Assigned task. Copy exactly, please, the line that has "338L620 299L504 195L426" in it along with every line after it to the end of the listing.

---- Record set

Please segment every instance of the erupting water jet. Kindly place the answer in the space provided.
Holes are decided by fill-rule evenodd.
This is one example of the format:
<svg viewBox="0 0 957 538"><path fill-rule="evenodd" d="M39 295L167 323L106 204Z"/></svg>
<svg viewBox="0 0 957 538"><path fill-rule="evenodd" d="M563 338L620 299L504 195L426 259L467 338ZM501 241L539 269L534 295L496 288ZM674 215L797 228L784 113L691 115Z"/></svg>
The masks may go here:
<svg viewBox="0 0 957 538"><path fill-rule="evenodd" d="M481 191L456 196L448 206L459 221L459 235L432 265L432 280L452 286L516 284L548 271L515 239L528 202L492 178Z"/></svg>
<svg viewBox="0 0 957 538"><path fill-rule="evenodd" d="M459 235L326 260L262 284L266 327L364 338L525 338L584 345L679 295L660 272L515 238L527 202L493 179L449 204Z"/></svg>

--------

Finished task.
<svg viewBox="0 0 957 538"><path fill-rule="evenodd" d="M563 338L620 299L504 195L426 259L467 338ZM501 241L539 269L534 295L496 288ZM674 215L797 228L784 113L691 115Z"/></svg>
The masks may go here:
<svg viewBox="0 0 957 538"><path fill-rule="evenodd" d="M481 191L456 196L448 206L459 221L459 235L432 265L432 280L452 286L516 284L548 271L515 239L528 202L492 178Z"/></svg>
<svg viewBox="0 0 957 538"><path fill-rule="evenodd" d="M459 235L326 260L262 284L266 327L364 338L525 338L584 345L679 295L660 272L515 238L527 202L493 179L449 204Z"/></svg>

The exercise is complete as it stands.